→ Instructions for the task: Starting at the top of the entries below, set down each line exactly as written, and stop after the line containing "the man's hand".

(Excerpts from a dataset)
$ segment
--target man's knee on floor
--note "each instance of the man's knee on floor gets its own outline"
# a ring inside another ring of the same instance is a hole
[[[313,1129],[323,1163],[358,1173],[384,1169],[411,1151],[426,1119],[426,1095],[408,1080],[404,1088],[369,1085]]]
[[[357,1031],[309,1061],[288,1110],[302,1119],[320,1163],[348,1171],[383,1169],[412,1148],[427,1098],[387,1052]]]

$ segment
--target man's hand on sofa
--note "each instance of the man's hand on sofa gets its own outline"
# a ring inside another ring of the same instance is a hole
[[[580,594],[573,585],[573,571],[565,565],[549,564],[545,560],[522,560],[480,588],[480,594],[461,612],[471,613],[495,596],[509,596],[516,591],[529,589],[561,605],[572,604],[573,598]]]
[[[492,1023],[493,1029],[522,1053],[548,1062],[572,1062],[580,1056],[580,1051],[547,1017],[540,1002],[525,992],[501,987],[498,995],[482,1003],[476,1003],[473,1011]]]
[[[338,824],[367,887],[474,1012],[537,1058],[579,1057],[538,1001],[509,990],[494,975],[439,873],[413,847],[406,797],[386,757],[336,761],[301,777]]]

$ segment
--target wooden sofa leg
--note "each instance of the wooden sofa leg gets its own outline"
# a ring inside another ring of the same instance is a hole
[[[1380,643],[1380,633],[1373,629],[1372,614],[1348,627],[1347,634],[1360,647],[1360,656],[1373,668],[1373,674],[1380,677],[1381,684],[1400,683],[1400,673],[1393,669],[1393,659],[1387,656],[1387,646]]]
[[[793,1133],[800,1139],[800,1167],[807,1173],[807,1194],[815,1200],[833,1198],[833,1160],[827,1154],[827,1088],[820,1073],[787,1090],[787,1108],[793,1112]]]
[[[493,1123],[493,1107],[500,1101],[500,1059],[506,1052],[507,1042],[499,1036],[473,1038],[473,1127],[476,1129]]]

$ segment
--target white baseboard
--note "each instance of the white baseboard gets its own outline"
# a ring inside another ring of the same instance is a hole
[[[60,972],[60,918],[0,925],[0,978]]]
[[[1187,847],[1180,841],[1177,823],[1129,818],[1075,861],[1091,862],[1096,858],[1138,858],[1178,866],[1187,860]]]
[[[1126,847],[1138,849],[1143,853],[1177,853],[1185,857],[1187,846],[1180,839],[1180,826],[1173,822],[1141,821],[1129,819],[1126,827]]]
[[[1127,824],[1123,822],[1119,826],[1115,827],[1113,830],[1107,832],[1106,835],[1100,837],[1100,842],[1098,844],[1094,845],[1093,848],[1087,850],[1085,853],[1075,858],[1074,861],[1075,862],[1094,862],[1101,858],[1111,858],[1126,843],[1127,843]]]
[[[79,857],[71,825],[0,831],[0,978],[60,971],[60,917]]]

→ Task response:
$ segment
--target man's knee on floor
--note "each instance of the man's knee on floor gets its own outline"
# a ring inside another ring of the same instance is a hole
[[[313,1129],[323,1163],[358,1173],[384,1169],[411,1151],[426,1119],[426,1095],[408,1080],[404,1088],[369,1085]]]
[[[357,1031],[309,1061],[288,1110],[302,1119],[320,1163],[348,1171],[383,1169],[412,1148],[427,1098],[387,1052]]]

$ segment
--target man's hand on sofa
--note "each instance of the man's hand on sofa gets its own outline"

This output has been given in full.